*TASK BRIEF*. Go over the records and copy every line with the string "evergreen".

*DATASET CONTENT*.
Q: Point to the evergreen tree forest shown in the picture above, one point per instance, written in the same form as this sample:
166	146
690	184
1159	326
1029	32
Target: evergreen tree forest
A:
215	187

*RESPONSE*.
Q: Point to the evergreen tree forest shown in the picture above, one point per instance, written in the same form as this sample:
Target: evergreen tree forest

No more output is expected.